» **PAGE EXCERPT**:
These special sessions highlight the work of female mathematicians working in the field of epidemiology who are also in the AWM Women in Mathematical Biology (WIMB) research network. The global pandemic has put a spotlight on epidemiological research and the value of mathematical models to predict the time course of the disease dynamics in the presence of vaccines, treatments, and behavior adaptation such as social distancing. These special sessions feature female researchers in epidemiology working on a wide variety of diseases such as HIV, COVID-19, MERS, Ebola, and Malaria. The types of models considered span ODE models, PDE models, and stochastic models. population models, agent-based models as well as within host models and between host models. These special sessions provide a broad sampling of current work in mathematical epidemiology and demonstrates the growth of the Women in Mathematical Biology network.

Zhilan Feng

(Purdue University, United States)
"Applications of mathematical models in epidemiology"
Mathematical modeling of infectious diseases has affected disease control policy throughout the developed world. Policy goals vary with disease and setting, but preventing outbreaks is common. In this talk, I will present several examples to demonstrate how various models can be used to answer questions related to disease control and prevention for specific diseases in real populations. These models are systems of integral and/or differential equations. The mathematical results are motivated to address specific biological questions.

Marissa Renardy

(Applied BioMath, United States)
"Structural identifiability analysis of PDEs: A case study in continuous age-structured epidemic models"

» **RECORDED INFORMATION**:
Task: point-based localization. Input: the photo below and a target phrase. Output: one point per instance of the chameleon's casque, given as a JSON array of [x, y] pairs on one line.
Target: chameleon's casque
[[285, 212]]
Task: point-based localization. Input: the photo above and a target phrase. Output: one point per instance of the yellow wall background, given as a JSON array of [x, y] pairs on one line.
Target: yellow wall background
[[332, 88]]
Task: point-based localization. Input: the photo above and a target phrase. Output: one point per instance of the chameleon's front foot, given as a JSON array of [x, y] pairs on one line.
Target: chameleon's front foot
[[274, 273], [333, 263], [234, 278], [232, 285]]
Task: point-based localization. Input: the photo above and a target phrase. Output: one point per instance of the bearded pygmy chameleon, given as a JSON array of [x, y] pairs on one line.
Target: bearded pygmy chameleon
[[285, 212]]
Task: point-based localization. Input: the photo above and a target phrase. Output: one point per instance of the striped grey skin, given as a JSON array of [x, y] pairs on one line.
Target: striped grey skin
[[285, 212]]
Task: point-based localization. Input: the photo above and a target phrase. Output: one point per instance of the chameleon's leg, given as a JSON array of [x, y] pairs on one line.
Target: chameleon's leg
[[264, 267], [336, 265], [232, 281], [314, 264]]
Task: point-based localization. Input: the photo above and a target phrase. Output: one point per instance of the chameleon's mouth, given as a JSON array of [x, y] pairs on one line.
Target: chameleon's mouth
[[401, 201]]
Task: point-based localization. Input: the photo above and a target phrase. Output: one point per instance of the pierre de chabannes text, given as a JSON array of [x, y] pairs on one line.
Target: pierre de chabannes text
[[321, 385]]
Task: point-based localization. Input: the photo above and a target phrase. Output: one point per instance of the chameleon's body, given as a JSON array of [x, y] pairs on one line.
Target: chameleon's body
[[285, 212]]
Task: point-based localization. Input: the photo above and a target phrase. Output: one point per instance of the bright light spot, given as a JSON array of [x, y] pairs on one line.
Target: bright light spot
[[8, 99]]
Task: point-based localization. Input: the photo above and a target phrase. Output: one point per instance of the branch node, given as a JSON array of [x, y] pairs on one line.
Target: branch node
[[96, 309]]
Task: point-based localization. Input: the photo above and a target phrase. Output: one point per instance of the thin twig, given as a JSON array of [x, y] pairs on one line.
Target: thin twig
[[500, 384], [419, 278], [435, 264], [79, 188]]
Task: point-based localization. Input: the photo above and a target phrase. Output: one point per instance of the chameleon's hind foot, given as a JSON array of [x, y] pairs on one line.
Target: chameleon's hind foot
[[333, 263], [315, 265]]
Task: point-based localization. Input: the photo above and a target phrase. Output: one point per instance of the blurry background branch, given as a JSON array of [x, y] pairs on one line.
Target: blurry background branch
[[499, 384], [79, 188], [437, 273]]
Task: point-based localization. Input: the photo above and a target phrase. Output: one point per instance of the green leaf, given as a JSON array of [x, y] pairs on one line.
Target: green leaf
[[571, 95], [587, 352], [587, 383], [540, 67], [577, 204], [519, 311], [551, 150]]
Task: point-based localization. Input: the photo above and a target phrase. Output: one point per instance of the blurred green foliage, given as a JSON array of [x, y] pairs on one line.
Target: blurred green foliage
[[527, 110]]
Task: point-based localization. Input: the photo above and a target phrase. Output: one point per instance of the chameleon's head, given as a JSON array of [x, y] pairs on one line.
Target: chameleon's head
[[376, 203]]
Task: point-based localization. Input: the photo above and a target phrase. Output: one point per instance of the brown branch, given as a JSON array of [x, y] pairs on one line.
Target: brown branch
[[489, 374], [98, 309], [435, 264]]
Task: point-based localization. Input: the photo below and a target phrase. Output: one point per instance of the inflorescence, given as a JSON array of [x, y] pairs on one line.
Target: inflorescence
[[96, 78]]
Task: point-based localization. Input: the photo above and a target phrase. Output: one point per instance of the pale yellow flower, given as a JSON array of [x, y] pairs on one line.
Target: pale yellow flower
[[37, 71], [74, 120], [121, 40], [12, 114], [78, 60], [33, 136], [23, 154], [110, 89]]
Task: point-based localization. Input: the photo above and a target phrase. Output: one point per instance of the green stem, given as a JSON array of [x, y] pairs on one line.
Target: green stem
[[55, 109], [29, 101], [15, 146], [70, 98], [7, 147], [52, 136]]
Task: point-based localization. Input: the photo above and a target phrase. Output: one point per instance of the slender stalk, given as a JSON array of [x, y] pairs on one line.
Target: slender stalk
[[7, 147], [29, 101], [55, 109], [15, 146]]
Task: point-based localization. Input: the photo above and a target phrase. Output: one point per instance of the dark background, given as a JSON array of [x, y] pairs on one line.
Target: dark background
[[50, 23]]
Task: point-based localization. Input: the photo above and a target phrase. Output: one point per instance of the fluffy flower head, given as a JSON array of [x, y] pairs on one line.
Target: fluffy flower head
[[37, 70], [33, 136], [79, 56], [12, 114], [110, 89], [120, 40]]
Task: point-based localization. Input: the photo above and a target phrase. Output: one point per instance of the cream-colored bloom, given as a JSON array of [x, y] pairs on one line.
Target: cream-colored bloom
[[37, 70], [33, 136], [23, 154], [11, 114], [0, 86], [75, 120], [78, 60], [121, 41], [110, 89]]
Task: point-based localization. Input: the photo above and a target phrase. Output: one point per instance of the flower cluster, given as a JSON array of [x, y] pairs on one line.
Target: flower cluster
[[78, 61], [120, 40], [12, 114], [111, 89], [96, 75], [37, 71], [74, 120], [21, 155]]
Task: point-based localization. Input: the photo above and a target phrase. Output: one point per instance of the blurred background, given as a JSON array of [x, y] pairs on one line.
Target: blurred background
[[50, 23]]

» **WORK INSTRUCTION 1**: Summarize the page excerpt on the epidemiology special sessions in two sentences.
» **WORK INSTRUCTION 2**: Write the next part of the page excerpt on the epidemiology special sessions.
The entries have no connection to the page excerpt on the epidemiology special sessions.

» **ANSWER SPACE 1**: The special sessions present the work of female mathematicians in epidemiology who belong to the AWM Women in Mathematical Biology network, covering diseases such as HIV, COVID-19, MERS, Ebola, and malaria with models that range from ODE, PDE, and stochastic models to agent-based and within-host and between-host models. The listed talks include Zhilan Feng of Purdue University on how mathematical models answer disease control and prevention questions, and Marissa Renardy of Applied BioMath on structural identifiability analysis of PDEs in continuous age-structured epidemic models.

» **ANSWER SPACE 2**:
Identifiability analysis is crucial for interpreting and determining confidence in model parameter values and to provide biologically relevant predictions. Structural identifiability analysis, in which one assumes data to be noiseless and arbitrarily fine-grained, has been extensively studied in the context of ordinary differential equation (ODE) models, but has not yet been widely explored for age-structured partial differential equation (PDE) models. These models present additional difficulties due to increased number of variables and partial derivatives as well as the presence of boundary conditions. In this work, we establish a pipeline for structural identifiability analysis of age-structured PDE models using a differential algebra framework and derive identifiability results for specific age-structured models. We use epidemic models to demonstrate this framework because of their wide-spread use in many different diseases and for the corresponding parallel work previously done for ODEs. In our application of the identifiability analysis pipeline, we focus on a Susceptible-Exposed-Infected model for which we compare identifiability results for a PDE and corresponding ODE system and explore effects of age-dependent parameters on identifiability. We also show how practical identifiability analysis can be applied in this example.

Olivia Prosper

(University of Tennessee Knoxville, United States)
"Within-mosquito parasite heterogeneity and its impact on population-level malaria transmission"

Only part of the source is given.